Passage:
+++
DeWitt, N.Y.-- Be afraid–very afraid. Ticks plague Central and Upstate New York this season, death and illness reports have blanketed the region in the past few years.
Perhaps a blanket may be key to helping mitigate the problem.
It's what the The Cornell Cooperative Exchange in Onondaga County used when they conducted a tick drag in the backyard of a DeWitt home Friday to gauge how bad it may be. In just 15 minutes, three drags produced 20 tick nymphs in the small yard of Rich O'Neill, who says deer have been a stubborn problem for him and his neighbors. Deer carry the ticks in. Ticks carry dangerous diseases like Lyme Disease, and the rarer, but extremely deadly Powassan Virus.
"My wife and I haven't gone into the brush around our yard for years because we were afraid of ticks there," O'Neill said. "We were right."
+++
Available data:

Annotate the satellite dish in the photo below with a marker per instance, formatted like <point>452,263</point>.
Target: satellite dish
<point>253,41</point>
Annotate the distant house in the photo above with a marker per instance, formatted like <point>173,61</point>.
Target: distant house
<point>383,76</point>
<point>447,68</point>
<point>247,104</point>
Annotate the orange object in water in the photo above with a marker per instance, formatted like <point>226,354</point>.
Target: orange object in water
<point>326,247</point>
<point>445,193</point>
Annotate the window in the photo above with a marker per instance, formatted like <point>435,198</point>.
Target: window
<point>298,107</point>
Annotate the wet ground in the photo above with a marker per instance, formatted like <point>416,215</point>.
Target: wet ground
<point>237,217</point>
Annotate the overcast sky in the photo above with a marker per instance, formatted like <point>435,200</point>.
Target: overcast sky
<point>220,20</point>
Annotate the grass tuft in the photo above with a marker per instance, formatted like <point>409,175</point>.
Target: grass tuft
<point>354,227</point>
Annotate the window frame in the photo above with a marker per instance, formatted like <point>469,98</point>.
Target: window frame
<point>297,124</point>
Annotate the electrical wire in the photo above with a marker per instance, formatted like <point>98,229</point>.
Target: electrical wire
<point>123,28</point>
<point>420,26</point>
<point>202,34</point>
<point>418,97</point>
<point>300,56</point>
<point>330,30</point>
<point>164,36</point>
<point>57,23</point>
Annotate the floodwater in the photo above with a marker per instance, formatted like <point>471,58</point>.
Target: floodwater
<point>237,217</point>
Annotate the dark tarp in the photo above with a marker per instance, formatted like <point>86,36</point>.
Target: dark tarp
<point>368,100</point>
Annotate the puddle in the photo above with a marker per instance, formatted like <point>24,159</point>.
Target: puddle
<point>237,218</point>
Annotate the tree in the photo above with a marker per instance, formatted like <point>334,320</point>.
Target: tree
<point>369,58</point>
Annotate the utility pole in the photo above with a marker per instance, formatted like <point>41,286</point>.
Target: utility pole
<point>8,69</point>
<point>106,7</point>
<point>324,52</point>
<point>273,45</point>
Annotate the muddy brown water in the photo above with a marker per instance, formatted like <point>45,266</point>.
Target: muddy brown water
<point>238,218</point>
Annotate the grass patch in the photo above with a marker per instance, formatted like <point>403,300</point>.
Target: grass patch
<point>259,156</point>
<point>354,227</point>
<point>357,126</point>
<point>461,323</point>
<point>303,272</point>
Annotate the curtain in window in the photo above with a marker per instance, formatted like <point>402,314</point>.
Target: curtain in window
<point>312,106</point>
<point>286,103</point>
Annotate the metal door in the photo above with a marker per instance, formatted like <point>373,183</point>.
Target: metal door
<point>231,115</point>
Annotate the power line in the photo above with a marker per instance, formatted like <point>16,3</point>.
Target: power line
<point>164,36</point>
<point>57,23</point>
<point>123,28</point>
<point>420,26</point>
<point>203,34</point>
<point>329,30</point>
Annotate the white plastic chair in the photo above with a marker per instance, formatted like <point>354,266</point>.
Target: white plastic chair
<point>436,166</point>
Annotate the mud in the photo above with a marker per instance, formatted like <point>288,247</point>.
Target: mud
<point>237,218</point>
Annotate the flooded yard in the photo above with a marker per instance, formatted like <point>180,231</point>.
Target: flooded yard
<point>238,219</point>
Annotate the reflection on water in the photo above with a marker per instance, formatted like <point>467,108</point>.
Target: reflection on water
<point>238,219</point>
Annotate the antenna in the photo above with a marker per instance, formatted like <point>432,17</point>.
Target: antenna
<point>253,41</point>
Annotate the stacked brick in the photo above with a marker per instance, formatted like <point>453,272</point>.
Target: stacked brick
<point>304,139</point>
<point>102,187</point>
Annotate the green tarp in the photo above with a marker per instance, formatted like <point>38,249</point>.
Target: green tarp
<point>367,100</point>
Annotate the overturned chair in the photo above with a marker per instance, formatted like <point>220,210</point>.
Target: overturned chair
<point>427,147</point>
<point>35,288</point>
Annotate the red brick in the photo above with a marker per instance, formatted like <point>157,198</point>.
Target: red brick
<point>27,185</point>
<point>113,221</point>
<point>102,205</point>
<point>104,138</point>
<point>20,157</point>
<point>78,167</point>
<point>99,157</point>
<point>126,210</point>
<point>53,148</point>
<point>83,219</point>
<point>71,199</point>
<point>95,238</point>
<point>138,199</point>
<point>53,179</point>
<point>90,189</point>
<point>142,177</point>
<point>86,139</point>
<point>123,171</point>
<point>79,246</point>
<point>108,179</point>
+++
Task list:
- a) From the article on ticks in Central and Upstate New York, list each number given in the account of the tick drag, along with what it counts.
- b) Write the next part of the article on ticks in Central and Upstate New York, picking up after O'Neill's words "We were right."

Answers:
- a)
- 15: minutes
- three: drags
- 20: tick nymphs

- b)
The nymphs collected in O'Neill's yard are about 1/8th of their parents body in size–that's about the size of a poppy seed, says Kristina Ferrare, a CCE Onondaga Nature Resource Educator, and no less deadly than their parents in carrying diseases.
O'Neill and his neighbors hope to use the findings to help push for a culling of the deer that crowd their yards, dropping off the dangerous hitchhikers into their yards.
The CCE Onondaga Nature Resource Educators taught O'Neill and other resident volunteers from the Syracuse Eastside Neighbors group how to initiate drags and hopes to spread the technique to other neighborhoods and communities across the region to help stem the tick invasion choking the Central and Upstate New York.